### Task directions
Report every line in the entries below that contains the word "slope", copying each such line in full.
>>>
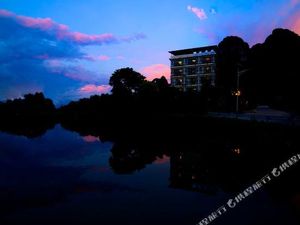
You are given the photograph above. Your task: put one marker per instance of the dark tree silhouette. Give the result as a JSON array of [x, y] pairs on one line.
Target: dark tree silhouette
[[275, 71], [232, 53], [126, 81]]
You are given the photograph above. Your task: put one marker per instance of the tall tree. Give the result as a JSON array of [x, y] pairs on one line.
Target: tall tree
[[126, 81]]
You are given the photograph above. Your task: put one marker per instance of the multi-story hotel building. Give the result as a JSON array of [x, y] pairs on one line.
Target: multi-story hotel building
[[191, 67]]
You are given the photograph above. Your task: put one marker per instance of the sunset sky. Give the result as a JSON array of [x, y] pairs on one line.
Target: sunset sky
[[69, 48]]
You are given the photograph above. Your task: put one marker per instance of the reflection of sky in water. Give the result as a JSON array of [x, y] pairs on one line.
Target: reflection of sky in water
[[62, 178]]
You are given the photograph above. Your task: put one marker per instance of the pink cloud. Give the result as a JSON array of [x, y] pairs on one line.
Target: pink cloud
[[62, 32], [91, 88], [120, 57], [156, 71], [97, 58], [200, 13], [165, 159], [90, 139], [74, 72]]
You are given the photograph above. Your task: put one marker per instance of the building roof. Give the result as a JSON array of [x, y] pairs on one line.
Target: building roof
[[193, 50]]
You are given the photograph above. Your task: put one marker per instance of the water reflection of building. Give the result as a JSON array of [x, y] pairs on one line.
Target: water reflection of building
[[189, 171], [191, 67]]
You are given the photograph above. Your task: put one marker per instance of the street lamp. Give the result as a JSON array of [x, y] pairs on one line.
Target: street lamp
[[237, 93]]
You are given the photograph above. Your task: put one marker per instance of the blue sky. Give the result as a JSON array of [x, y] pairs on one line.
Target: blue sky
[[69, 48]]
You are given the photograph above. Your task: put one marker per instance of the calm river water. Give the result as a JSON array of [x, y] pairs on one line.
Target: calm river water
[[63, 178]]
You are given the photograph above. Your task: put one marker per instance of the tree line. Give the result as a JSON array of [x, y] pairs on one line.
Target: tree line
[[268, 75]]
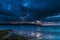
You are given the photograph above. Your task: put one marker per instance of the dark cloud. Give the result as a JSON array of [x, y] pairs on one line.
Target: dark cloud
[[28, 9]]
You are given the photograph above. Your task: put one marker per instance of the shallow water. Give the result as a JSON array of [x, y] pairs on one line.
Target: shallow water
[[46, 33]]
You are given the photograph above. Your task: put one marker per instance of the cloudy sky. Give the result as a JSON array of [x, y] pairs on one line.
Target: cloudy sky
[[28, 10]]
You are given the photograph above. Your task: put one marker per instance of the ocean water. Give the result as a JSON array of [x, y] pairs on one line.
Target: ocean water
[[46, 32]]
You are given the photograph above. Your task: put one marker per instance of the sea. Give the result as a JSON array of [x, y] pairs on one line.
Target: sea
[[35, 31]]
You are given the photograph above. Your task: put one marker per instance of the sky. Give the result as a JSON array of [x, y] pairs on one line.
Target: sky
[[28, 10]]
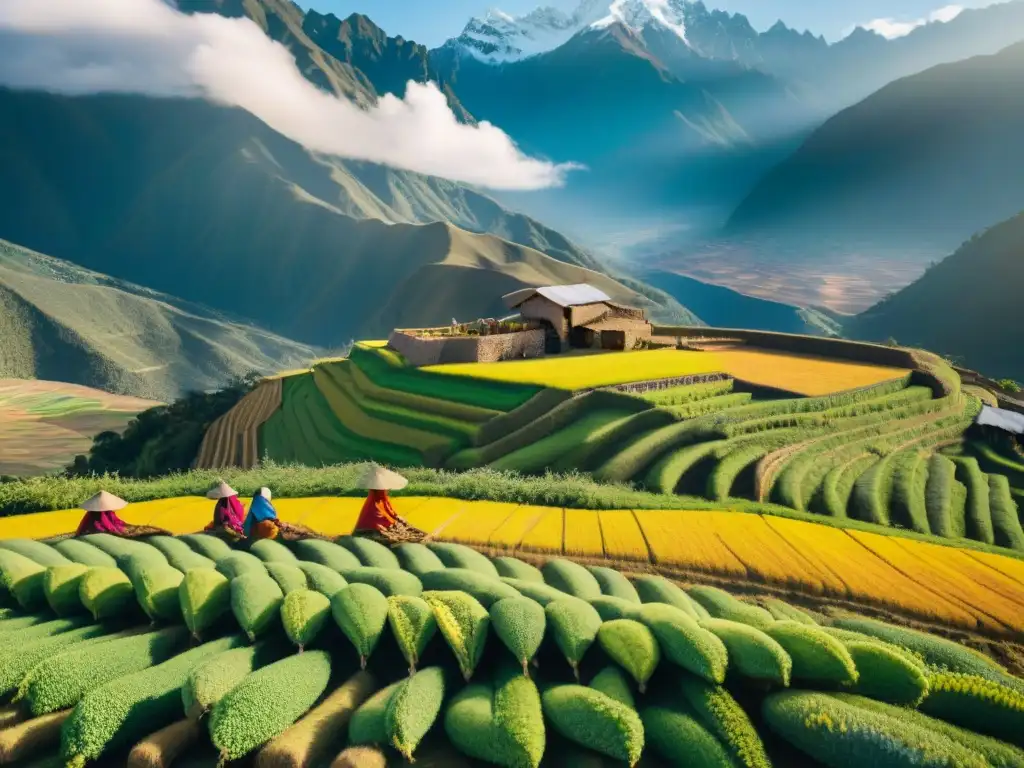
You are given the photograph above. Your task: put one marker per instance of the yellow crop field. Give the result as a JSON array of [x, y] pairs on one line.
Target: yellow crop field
[[797, 373], [957, 587], [803, 374], [586, 370]]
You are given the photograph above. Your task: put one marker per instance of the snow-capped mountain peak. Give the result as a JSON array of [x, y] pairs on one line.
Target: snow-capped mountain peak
[[501, 37]]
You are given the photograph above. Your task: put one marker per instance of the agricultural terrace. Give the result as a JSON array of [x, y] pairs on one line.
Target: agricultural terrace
[[970, 589], [180, 650], [44, 424], [799, 374], [899, 454]]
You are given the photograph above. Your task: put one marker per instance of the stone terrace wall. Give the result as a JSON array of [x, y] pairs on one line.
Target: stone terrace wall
[[422, 350]]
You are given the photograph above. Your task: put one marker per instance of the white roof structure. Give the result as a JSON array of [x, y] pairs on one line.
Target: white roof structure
[[563, 296], [1009, 421]]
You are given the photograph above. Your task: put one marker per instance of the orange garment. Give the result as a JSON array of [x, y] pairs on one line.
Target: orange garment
[[265, 529], [377, 513]]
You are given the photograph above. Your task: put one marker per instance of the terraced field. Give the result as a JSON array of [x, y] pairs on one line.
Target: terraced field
[[972, 589], [181, 651], [45, 424], [899, 452]]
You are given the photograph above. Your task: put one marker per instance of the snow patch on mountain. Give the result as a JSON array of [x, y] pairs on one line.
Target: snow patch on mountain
[[500, 37]]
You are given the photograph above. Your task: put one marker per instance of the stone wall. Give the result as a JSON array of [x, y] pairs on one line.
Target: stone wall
[[421, 350]]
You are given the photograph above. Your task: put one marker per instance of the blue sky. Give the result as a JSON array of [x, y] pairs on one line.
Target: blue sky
[[432, 22]]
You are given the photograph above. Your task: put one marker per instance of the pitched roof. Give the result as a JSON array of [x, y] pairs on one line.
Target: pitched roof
[[581, 293], [997, 417]]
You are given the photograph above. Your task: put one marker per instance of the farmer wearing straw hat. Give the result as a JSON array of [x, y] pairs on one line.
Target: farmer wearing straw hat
[[378, 518], [100, 517], [228, 515]]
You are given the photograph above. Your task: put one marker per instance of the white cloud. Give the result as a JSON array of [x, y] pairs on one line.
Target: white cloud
[[892, 28], [145, 46]]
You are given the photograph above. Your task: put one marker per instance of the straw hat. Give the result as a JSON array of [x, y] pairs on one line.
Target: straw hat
[[378, 478], [103, 502], [223, 491]]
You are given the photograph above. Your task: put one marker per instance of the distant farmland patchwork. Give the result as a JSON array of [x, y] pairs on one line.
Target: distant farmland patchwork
[[892, 451], [43, 425]]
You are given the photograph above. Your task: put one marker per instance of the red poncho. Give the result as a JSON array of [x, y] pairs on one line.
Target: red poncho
[[228, 514], [100, 522], [377, 514]]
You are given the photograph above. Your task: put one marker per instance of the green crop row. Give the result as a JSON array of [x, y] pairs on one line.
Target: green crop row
[[387, 370]]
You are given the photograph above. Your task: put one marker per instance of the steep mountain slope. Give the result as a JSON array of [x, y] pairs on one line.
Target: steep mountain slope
[[933, 157], [968, 305], [210, 205], [62, 323]]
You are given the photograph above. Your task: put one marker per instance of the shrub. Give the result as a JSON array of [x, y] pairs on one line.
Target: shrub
[[816, 655], [573, 625], [464, 624], [541, 593], [205, 596], [596, 721], [723, 605], [571, 579], [685, 642], [206, 545], [321, 731], [501, 722], [107, 593], [976, 704], [633, 646], [268, 550], [370, 552], [39, 552], [389, 582], [326, 553], [417, 558], [131, 707], [238, 563], [60, 585], [413, 625], [719, 713], [413, 710], [360, 611], [267, 701], [681, 739], [655, 589], [303, 612], [611, 681], [513, 567], [157, 589], [887, 675], [614, 607], [998, 754], [212, 678], [290, 578], [519, 624], [838, 733], [614, 584], [935, 650], [60, 681], [23, 579], [323, 579], [461, 556], [752, 652], [487, 590], [82, 552]]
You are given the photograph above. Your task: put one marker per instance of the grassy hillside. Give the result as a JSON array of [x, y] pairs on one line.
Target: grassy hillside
[[64, 323], [933, 158], [828, 439], [233, 215], [967, 306]]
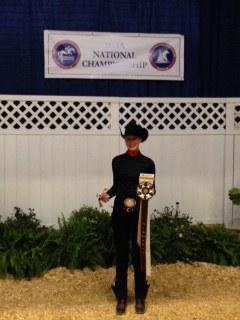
<<<
### Solution below
You are given the photograph above. Your task: put one marker per instance of the steep mountain slope. Give the result as a JSON array of [x, y] pairs on one line.
Target: steep mountain slope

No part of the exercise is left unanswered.